TEXT EXCERPT —
──────
Sunday comics sections employed offset color printing with multiple print runs imitating a wide range of colors. Printing plates were created with four or more colors—traditionally, the CMYK color model: cyan, magenta, yellow and "K" for black. With a screen of tiny dots on each printing plate, the dots allowed an image to be printed in a halftone that appears to the eye in different gradations. The semi-opaque property of ink allows halftone dots of different colors to create an optical effect of full-color imagery.
The history of comic strips also includes series that are not humorous, but tell an ongoing dramatic story. Examples include The Phantom, Prince Valiant, Dick Tracy, Mary Worth, Modesty Blaise and Tarzan. Sometimes these are spin-offs from comic books, for example Superman, Batman and The Amazing Spider-Man.
──────
WRITTEN INSTRUCTION A — Return each line of the records below that contains the word "jersey".

MATERIAL PROVIDED —
──────
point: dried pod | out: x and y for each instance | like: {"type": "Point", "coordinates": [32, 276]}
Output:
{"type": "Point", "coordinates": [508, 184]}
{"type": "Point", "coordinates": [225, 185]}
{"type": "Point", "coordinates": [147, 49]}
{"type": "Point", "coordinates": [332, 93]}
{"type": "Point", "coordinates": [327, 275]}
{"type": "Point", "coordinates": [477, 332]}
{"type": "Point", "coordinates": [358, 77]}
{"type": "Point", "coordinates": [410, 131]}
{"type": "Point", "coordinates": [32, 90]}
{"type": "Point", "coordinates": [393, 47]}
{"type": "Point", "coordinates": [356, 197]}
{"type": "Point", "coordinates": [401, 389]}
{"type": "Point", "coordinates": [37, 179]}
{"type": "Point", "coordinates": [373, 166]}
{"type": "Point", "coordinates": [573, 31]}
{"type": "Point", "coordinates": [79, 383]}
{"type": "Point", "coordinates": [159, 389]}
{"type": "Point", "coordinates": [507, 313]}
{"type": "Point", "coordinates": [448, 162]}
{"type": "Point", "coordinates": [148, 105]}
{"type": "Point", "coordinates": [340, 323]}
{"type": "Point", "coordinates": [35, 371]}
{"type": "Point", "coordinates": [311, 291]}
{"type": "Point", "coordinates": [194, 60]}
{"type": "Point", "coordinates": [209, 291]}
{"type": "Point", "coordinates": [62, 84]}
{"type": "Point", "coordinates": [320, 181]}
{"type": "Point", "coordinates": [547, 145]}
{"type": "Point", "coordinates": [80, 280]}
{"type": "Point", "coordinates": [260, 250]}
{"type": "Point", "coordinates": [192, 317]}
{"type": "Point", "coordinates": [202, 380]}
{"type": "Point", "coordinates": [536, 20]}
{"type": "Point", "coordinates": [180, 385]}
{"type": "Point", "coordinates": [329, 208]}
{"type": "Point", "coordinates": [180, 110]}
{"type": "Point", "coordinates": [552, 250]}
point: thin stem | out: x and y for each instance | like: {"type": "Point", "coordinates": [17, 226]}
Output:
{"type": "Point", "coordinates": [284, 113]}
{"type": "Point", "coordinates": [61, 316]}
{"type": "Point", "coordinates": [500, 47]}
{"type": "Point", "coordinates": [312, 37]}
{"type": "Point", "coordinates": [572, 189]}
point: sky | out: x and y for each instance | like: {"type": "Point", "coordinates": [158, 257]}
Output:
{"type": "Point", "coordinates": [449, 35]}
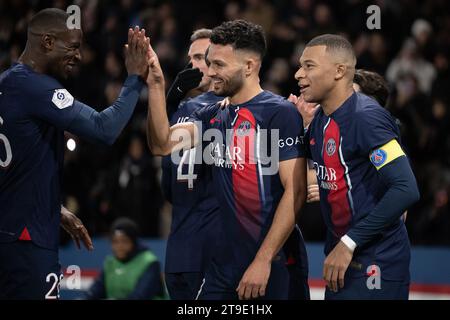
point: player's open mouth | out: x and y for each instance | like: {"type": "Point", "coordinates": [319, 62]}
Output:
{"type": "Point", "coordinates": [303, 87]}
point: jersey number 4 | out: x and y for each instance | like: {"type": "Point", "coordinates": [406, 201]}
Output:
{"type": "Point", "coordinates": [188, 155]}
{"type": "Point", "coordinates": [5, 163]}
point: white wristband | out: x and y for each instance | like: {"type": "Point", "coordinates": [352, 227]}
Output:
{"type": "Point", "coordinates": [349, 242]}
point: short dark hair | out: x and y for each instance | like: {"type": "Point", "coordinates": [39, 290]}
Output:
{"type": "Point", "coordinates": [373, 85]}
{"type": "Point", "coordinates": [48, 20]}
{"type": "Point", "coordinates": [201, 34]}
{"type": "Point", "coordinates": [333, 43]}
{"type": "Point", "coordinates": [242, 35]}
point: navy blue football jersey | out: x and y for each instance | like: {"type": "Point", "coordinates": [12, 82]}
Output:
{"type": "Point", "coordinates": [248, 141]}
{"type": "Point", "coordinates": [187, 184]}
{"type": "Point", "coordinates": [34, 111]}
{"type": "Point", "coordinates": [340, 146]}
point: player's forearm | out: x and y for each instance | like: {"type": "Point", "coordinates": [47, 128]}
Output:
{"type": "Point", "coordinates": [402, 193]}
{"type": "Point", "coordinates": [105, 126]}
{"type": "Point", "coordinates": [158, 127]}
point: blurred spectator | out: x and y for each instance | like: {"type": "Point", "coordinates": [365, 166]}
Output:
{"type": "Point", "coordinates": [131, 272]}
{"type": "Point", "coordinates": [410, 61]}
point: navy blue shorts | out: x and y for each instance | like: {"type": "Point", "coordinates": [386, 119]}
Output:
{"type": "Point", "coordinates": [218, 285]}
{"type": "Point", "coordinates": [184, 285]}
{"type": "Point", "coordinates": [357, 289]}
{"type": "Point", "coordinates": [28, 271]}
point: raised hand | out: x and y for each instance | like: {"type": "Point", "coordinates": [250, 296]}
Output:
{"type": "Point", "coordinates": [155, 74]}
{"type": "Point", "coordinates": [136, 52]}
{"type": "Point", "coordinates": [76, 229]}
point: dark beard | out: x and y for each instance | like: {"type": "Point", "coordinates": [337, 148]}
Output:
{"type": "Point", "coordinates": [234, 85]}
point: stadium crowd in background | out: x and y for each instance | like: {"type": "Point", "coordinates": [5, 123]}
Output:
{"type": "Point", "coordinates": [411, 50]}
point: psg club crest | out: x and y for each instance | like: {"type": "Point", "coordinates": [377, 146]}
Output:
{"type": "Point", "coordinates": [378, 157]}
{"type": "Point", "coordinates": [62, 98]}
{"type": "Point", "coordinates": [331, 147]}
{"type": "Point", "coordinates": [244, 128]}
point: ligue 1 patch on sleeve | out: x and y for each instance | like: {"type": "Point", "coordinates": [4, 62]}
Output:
──────
WRITTEN INSTRUCTION B — In the text on comic strips, what does the "K" in the CMYK color model stand for?

RIGHT ANSWER A —
point: jersey number 4 | out: x and y for each instance | like: {"type": "Point", "coordinates": [406, 201]}
point: navy blue football jersey | out: x and y for each instance | like: {"type": "Point", "coordinates": [12, 82]}

RIGHT ANSWER B — Black.